I’ve been together with my gf for 9 months now. She’s amazing and I love her so damn much, I’ve never loved anyone like this before and we practically live together.

2 days ago she told me that she cheated on me in the beginning of our relationship, with her ex… We hadn’t officially named it a relationship, but we did promise each other to be exclusive, 3 weeks before it happened.

It happened when she was drinking with her friend group (her ex is in the same friend group) at her moms house. They were the only 2 that were left at the end, she was blackout drunk, in a very bad place mentally because of some things that happened before and it happened. She doesn’t remember a lot of it.

They agreed the next day (didn’t sleep together) that they wouldn’t tell anyone about it and both said they regretted it to eachother. However, just before my gf told me about it, her ex told my gf’s best friend about it. My gf had a small fight with that best friend (and my gf her mom) about it, and that evening she came to my house to confess. She told me she was afraid of my reaction, me leaving and just wanted to act like it never happened.

We’ve talked about this, about us, about the future we both see/saw with each other for the past 2 full days (both skipped work). She regrets it a lot, has cried a lot, apologized a lot and asked me if we could please have a clean start with no lies whatsoever. She has a history of conflict-avoident behavior and is going to see a therapist for it now. We talked about her ex and she promised me she’ll make sure she never sees him again (except her sister’s wedding since she and her ex are good friends), even if that means she can’t hang out with her friend group anymore. She genuinely seems so sorry and looked so sad.

I know she’s not the same person as she was 9 months ago. I saw her change in a lot of ways in a positive way, we talked about a lot of things and she seems like a genuinely good person except for this problem.

I just have a very hard time getting the picture out of my head. That same night we texted, and the next day we actually met since I came back from a vacation and we just hung out like nothing happened…

I do believe she can change/is changed, I just don’t know if I can live with the fact it happened and forgive her…

I just love her so much and can’t imagine life without her.

Some important info: We started this relationship in a bad way. She had a boyfriend at the time, and we cheated. It wasn’t the usual cheating for fun though, we never had sex or any sex related actions during that period. We knew each other as friends. One night we wanted to smoke a cig before going to bed after a party (slept in seperate rooms) and that one cig at the balcony turned into us just talking for like 10+ hours straight. About our lives, about funny things, about her family, about my family, about everything. Feelings started to come up during that night for both of us as we confessed later on. We had more of those moments where we just talked for hours on end and started texting as well.

After quite a while we kissed, which did happen a few times before she and her bf at the time (different ex) broke up. After which we, about a week later agreed to be exclusive.

She had an abusive bf at that time, which she didn’t love anymore a long time before we had our first long conversation. He told her multiple times that he’d kill himself if she broke up, which is why she was scared to do so.

I know this seems like repetitive behavior, which I don’t think it is. She cheated with me in a very different way with no sex involved, based on feelings and a horrible bf at the time she had no feelings for (still bad she didn’t break up, but with the things he said a little understandable).

tldr: Gf cheated on my with her ex (who’s in the same friend group as she is) while at a party at her home, in the very beginning when we promised each other to be exclusive (‘officially’ started the relationship later on). She was blackout drunk at the time, in a very bad place mentally and doesn’t remember most of it. She promised me she’ll make sure she never sees him again, even if that means leaving her friend group which she has been a part of for years now. She told me after 9 months because she was scared of losing me. She’s going to see a therapist for her conflict-avoident behavior. I know she’s not the same person anymore as she was 9 months ago and I love her more than I’ve loved anyone before, when I think of happiness I think of her.

****************************************

__PARTS OF THE EXERCISE__:
A - In the relationship post, how long did the first conversation on the balcony last?
B - In the relationship post, swap "picture" for "image" and write out the part starting at "I know she’s not the same person as" and ending at "life without her.".
The listing that comes next is taken from a separate source.

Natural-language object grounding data
****************************************

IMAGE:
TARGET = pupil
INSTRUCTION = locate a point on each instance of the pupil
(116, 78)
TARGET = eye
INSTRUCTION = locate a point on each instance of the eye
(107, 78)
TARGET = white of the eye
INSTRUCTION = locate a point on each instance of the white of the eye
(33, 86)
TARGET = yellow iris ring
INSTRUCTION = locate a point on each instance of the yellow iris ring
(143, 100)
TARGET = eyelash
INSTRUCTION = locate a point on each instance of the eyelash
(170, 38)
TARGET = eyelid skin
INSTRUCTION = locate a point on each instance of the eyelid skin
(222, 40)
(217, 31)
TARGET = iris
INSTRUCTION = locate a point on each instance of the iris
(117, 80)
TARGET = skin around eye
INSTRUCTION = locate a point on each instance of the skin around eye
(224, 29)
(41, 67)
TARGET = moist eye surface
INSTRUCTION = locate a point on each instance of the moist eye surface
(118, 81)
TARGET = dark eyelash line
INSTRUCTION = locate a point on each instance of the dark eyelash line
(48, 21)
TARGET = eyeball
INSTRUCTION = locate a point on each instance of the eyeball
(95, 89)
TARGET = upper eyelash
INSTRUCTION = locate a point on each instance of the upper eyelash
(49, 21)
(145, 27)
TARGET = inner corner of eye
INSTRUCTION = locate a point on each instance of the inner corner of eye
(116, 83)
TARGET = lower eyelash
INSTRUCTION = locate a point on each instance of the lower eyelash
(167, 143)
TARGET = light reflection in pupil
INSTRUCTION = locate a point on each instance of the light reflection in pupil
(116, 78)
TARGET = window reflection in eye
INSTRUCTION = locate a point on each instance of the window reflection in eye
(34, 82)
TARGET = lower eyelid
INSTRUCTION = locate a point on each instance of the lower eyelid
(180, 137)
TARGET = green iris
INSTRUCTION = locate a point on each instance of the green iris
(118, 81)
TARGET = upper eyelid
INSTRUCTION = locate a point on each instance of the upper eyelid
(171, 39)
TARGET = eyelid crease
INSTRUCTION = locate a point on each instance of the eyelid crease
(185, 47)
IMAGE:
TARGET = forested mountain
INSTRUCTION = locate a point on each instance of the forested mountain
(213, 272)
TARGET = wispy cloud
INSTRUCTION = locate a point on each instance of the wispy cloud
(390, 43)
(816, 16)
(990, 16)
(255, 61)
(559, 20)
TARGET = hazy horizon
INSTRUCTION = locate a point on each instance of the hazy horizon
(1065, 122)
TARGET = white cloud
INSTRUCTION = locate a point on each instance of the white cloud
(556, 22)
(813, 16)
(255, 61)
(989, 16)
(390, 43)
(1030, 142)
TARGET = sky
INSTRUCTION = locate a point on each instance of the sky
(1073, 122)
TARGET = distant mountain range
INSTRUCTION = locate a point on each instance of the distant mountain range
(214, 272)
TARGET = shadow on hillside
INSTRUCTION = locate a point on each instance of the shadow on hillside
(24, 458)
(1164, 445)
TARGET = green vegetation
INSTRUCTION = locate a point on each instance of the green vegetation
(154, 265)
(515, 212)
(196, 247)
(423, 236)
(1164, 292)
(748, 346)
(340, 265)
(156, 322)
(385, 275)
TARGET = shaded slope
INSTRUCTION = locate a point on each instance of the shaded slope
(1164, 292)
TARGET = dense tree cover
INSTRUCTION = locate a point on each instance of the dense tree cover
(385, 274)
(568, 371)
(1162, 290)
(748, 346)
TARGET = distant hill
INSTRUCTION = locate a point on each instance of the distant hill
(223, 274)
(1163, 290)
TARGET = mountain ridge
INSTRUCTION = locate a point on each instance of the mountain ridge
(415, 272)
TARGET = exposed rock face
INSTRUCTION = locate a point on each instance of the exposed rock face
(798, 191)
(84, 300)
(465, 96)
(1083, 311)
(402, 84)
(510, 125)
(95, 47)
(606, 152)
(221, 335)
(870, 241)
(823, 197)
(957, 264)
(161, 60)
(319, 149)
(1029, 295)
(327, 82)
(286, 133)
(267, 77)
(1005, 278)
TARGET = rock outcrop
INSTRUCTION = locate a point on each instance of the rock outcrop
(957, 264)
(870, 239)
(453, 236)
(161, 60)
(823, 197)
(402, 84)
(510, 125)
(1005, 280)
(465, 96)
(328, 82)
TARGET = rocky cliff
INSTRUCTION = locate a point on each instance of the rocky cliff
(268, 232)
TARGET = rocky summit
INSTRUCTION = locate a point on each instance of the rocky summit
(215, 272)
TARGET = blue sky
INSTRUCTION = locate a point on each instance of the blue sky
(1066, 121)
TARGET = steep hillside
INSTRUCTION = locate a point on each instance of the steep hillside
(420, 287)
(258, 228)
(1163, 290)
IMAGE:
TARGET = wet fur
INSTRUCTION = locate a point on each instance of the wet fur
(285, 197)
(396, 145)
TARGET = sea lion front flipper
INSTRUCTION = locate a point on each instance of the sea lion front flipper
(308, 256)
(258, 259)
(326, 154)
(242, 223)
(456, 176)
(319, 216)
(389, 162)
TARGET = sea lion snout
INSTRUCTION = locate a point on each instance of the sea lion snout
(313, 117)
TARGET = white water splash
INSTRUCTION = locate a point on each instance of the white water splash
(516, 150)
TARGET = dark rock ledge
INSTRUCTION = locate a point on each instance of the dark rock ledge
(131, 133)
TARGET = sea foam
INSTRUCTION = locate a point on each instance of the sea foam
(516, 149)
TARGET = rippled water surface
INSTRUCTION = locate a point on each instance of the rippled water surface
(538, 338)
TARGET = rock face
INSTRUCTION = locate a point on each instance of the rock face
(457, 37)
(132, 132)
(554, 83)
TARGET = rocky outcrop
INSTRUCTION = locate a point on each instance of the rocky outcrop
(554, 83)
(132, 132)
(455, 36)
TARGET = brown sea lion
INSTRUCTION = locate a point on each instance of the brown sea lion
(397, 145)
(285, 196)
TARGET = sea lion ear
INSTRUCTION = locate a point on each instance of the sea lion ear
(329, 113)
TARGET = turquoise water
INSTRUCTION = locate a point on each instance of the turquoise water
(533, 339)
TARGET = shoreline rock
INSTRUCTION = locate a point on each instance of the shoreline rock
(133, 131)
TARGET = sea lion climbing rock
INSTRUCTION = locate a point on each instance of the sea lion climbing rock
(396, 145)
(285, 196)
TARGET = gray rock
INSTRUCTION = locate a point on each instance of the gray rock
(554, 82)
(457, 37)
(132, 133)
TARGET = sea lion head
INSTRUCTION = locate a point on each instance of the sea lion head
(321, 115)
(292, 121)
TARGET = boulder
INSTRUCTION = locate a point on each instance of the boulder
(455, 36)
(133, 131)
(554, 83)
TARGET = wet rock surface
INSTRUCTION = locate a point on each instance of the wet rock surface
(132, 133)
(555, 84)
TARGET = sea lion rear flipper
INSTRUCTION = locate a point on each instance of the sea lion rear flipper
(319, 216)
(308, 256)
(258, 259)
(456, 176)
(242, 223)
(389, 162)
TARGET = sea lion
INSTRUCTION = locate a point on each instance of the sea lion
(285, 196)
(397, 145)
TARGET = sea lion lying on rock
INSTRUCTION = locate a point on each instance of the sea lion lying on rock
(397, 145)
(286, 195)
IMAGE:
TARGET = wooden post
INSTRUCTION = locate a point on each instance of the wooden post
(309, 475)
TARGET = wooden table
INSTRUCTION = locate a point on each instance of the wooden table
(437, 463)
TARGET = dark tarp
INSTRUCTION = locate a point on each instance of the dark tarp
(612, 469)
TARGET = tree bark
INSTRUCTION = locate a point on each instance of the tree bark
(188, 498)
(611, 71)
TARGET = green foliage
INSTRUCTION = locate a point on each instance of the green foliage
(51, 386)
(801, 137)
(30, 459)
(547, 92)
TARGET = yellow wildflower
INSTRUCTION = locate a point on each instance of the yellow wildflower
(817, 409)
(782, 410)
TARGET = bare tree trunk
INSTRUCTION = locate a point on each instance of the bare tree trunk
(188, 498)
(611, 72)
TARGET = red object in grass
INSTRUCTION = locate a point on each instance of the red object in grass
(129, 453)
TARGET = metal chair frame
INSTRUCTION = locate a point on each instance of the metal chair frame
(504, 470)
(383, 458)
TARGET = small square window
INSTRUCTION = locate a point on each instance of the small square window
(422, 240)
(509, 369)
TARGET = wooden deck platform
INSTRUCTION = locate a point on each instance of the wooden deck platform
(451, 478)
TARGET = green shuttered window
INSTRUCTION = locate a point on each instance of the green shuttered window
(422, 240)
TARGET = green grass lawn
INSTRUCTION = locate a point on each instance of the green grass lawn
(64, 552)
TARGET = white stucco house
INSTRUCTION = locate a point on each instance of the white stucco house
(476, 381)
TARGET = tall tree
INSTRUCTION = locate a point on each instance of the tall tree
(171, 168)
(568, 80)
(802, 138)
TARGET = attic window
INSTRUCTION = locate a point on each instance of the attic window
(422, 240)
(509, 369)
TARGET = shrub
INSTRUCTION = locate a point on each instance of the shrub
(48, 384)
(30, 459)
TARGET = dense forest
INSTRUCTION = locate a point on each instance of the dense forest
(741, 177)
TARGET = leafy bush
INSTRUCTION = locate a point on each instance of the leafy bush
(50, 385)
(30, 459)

****************************************

__RESULTS FOR EACH TASK__:
A - More than 10 hours straight.

B -
I know she’s not the same person as she was 9 months ago. I saw her change in a lot of ways in a positive way, we talked about a lot of things and she seems like a genuinely good person except for this problem.

I just have a very hard time getting the image out of my head. That same night we texted, and the next day we actually met since I came back from a vacation and we just hung out like nothing happened…

I do believe she can change/is changed, I just don’t know if I can live with the fact it happened and forgive her…

I just love her so much and can’t imagine life without her.